Passage →
···
Table 2 presents the DAEP summary statistics during the analysis period. The majority of DAEP values range between approximately 26.62 USD/MWh and 58.15 USD/MWh (25th to 75th percentile), with a mean of 50.05 USD/MWh and a standard deviation of 55.27 USD/MWh, which the XGBoost model in Figure 2 forecasts relatively more accurately (Figure 2). However, extreme price fluctuations are evident, with a minimum of −19.24 USD/MWh and a maximum of 1577.51 USD/MWh, highlighting significant market volatility. These sharp deviations indicate challenges in forecasting, as sudden price spikes and negative pricing events suggest high sensitivity to supply–demand imbalances, regulatory factors, and external shocks. Therefore, the XGBoost model’s strength lies in its ability to learn from historical data and identify linear and non-linear relationships, which serves it well under normal market conditions.
···
Source information →

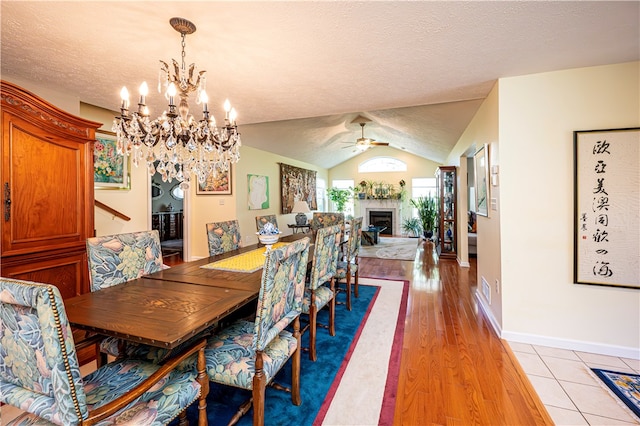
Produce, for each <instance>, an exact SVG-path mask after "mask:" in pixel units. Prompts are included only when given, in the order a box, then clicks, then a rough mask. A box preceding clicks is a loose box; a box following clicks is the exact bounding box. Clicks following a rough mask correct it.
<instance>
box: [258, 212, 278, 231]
mask: <svg viewBox="0 0 640 426" xmlns="http://www.w3.org/2000/svg"><path fill="white" fill-rule="evenodd" d="M267 223H271V224H273V226H275V227H276V228H277V227H278V221H277V220H276V215H274V214H267V215H264V216H256V231H258V232H260V230H261V229H262V227H263V226H264V225H266V224H267Z"/></svg>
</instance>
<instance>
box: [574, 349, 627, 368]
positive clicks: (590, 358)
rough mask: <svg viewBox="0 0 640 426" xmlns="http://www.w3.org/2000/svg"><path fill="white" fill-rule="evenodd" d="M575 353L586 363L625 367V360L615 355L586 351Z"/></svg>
mask: <svg viewBox="0 0 640 426" xmlns="http://www.w3.org/2000/svg"><path fill="white" fill-rule="evenodd" d="M576 354H577V355H578V356H579V357H580V359H582V360H583V361H584V362H585V363H586V364H599V365H608V366H609V367H616V368H627V367H628V366H627V364H625V362H624V361H623V360H622V359H620V358H618V357H616V356H608V355H600V354H591V353H587V352H576Z"/></svg>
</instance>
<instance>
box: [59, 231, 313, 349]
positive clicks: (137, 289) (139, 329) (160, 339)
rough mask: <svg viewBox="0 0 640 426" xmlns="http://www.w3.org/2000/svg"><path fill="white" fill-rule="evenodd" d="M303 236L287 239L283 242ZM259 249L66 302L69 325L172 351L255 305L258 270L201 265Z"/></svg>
mask: <svg viewBox="0 0 640 426" xmlns="http://www.w3.org/2000/svg"><path fill="white" fill-rule="evenodd" d="M306 236H308V237H310V238H311V234H307V235H301V234H296V235H290V236H285V237H283V238H281V241H283V242H290V241H295V240H298V239H301V238H304V237H306ZM260 247H262V245H252V246H249V247H244V248H240V249H237V250H233V251H231V252H228V253H224V254H222V255H217V256H211V257H207V258H203V259H200V260H196V261H193V262H185V263H182V264H179V265H175V266H173V267H171V268H170V269H166V270H163V271H160V272H156V273H154V274H150V275H146V276H144V277H141V278H138V279H135V280H132V281H128V282H126V283H124V284H119V285H115V286H112V287H108V288H104V289H102V290H100V291H95V292H91V293H86V294H82V295H80V296H76V297H72V298H69V299H65V301H64V304H65V310H66V313H67V317H68V319H69V322H70V323H71V325H73V326H75V327H77V328H81V329H84V330H89V331H93V332H96V333H98V334H102V335H106V336H114V337H119V338H122V339H125V340H127V341H132V342H139V343H144V344H147V345H151V346H158V347H165V348H175V347H176V346H178V345H179V344H180V343H182V342H184V341H186V340H188V339H189V338H190V337H192V336H195V335H197V334H198V333H201V332H202V331H204V330H206V329H208V328H210V327H212V326H214V325H215V324H216V323H217V322H218V321H220V320H221V319H224V318H225V317H227V316H229V315H230V314H232V313H233V312H235V311H237V310H239V309H240V308H242V307H243V306H245V305H247V304H249V303H252V302H254V301H255V300H256V299H257V297H258V293H259V291H260V283H261V280H262V269H259V270H257V271H254V272H250V273H247V272H232V271H221V270H217V269H205V268H202V266H204V265H206V264H208V263H211V262H214V261H217V260H220V259H225V258H228V257H231V256H235V255H238V254H241V253H245V252H248V251H251V250H255V249H257V248H260Z"/></svg>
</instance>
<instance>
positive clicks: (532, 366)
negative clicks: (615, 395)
mask: <svg viewBox="0 0 640 426" xmlns="http://www.w3.org/2000/svg"><path fill="white" fill-rule="evenodd" d="M509 346H510V347H511V349H512V350H513V353H514V354H515V355H516V357H517V358H518V361H519V362H520V365H521V366H522V369H523V370H524V371H525V372H526V373H527V377H528V378H529V381H530V382H531V384H532V385H533V387H534V388H535V390H536V392H537V393H538V396H539V397H540V400H541V401H542V403H543V404H544V405H545V407H546V408H547V411H548V412H549V414H550V415H551V418H552V419H553V421H554V422H555V423H556V424H557V425H640V419H638V418H637V417H635V416H634V415H633V413H632V412H631V410H629V409H628V408H627V407H626V406H624V405H623V404H622V402H620V401H619V400H618V399H617V398H615V397H613V396H612V395H611V394H610V393H609V391H608V390H607V388H606V386H604V384H602V382H600V380H599V379H598V378H597V377H596V376H595V375H593V374H592V372H591V370H590V368H604V369H607V370H613V371H619V372H623V373H635V374H640V360H634V359H627V358H617V357H612V356H605V355H597V354H591V353H586V352H577V351H571V350H566V349H557V348H550V347H546V346H537V345H529V344H523V343H515V342H509Z"/></svg>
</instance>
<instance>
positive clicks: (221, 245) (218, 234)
mask: <svg viewBox="0 0 640 426" xmlns="http://www.w3.org/2000/svg"><path fill="white" fill-rule="evenodd" d="M207 241H208V242H209V256H215V255H216V254H222V253H226V252H228V251H231V250H236V249H237V248H238V247H240V241H241V237H240V226H239V225H238V221H237V220H227V221H225V222H213V223H207Z"/></svg>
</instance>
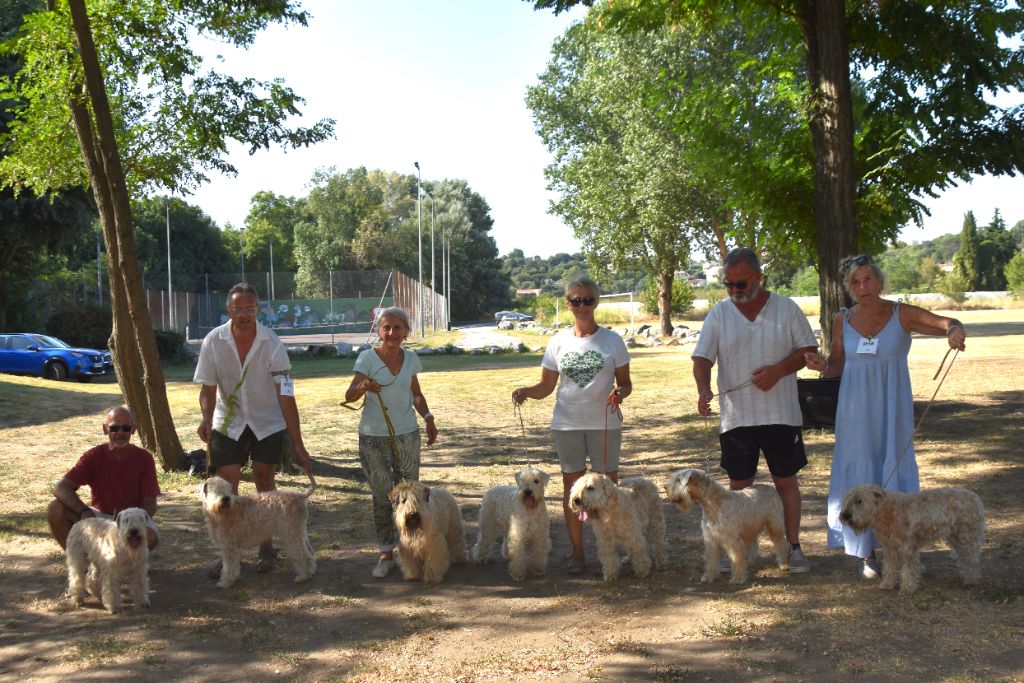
···
Exercise requirements →
a: Copy out every line of the records that contains the string "clicks".
b: Extend the passage on DAEP summary statistics and XGBoost forecasting, picking up after its final sentence.

Results of the tasks →
a:
Produce, for each <instance>, an exact SVG-path mask after "mask:" in pixel units. Prompts are included only when given, in the order a box, then clicks, then a rough mask. A box preceding clicks is a loose box; a box following clicks is the exact bounding box. Clicks following a rough mask correct it.
positive clicks: (590, 358)
positive clicks: (137, 289) (139, 329) (160, 339)
positive clicks: (532, 366)
negative clicks: (615, 395)
positive clicks: (221, 245) (218, 234)

b:
The SHAP analysis showed that predictors such as US federal holidays achieved 0 SHAP values and were removed from the model. The SHAP analysis in Figure 3a provides insight into the feature importance driving the XGBoost model’s predictions of the DAEP, as illustrated in Figure 2. This analysis reveals that historical price lags are the most influential predictors, with the previous hour’s DAEP (lag_1h) exhibiting the highest mean SHAP value, indicating a substantial impact on the model output with a contribution of approximately 12.99 units (i.e., 25.01% of the total contribution). The same hour from the previous day (lag_24) follows closely, contributing around 9.37 units (i.e., 18.10% of the total contribution), highlighting the market’s reliance on short-term and daily recurrent price trends. These findings highlight the inertial nature of energy markets, where recent price movements and diurnal patterns, driven by consistent demand cycles such as morning and evening peaks, play a pivotal role in shaping day-ahead pricing. Engineered features, like the 30-day moving average (moving_avg_30d), contributed moderately, with 3.01 units, i.e., 5.82% contribution, capturing longer-term trends that reflect gradual shifts in market conditions, such as seasonal demand variations or supply availability. Cyclical features, encoded using sine and cosine transformations, further enhance the model’s temporal sensitivity. Sine components, including day_of_week_sin (approximately 2.92 units and 5.63% contribution), hour_sin (approximately 2.21 units and 4.27% contribution), and month_sin (1.26 units and 2.34% contribution), outperform their cosine counterparts (day_of_week_cos, hour_cos, month_cos), suggesting a stronger alignment with peak demand periods, such as midweek for day_of_week_sin, evening hours for hour_sin, and seasonal extremes for month_sin, that drive significant price fluctuations. Additional features, such as price_diff_24h (approximately 2.91 units and 5.63% contribution), load_forecast (approximately 2.23 units and 4.31% contribution), and real_time_price_lag24 (approximately 2.23 units and 4.30% contribution), contribute to detecting short-term shocks, forward-looking demand signals, and immediate supply–demand imbalances, respectively, adding to the model’s predictive capability.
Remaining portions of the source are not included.